[Point-per-instance localization data]
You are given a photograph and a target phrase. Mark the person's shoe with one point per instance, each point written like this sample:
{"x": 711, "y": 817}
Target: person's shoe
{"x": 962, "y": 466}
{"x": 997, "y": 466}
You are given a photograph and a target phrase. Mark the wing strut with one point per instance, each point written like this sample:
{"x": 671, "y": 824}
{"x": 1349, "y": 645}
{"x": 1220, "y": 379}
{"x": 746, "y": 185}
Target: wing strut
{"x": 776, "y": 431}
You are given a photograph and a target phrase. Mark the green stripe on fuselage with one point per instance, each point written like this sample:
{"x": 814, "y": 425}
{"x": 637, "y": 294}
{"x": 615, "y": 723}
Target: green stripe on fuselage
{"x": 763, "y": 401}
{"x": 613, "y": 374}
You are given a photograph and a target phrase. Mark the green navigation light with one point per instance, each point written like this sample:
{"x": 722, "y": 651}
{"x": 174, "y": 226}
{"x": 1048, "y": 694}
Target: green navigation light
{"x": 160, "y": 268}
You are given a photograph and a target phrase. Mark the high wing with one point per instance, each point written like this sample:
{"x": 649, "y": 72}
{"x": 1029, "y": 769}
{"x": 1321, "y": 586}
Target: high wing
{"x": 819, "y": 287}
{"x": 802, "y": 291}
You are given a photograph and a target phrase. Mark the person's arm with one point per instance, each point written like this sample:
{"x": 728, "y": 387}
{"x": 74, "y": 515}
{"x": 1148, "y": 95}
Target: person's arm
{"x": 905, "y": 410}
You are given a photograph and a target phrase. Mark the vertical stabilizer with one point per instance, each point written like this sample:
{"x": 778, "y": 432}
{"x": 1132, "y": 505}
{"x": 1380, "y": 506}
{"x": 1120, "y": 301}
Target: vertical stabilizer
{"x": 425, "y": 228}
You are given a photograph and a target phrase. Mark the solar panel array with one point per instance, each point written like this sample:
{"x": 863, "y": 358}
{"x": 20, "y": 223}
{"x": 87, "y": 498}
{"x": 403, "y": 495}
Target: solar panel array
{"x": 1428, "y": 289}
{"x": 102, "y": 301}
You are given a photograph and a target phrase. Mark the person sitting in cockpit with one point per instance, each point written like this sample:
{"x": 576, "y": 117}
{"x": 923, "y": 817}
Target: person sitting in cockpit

What is required –
Among the lines in the data above, find those containing "cockpit" and give only how many there are.

Solution to the problem –
2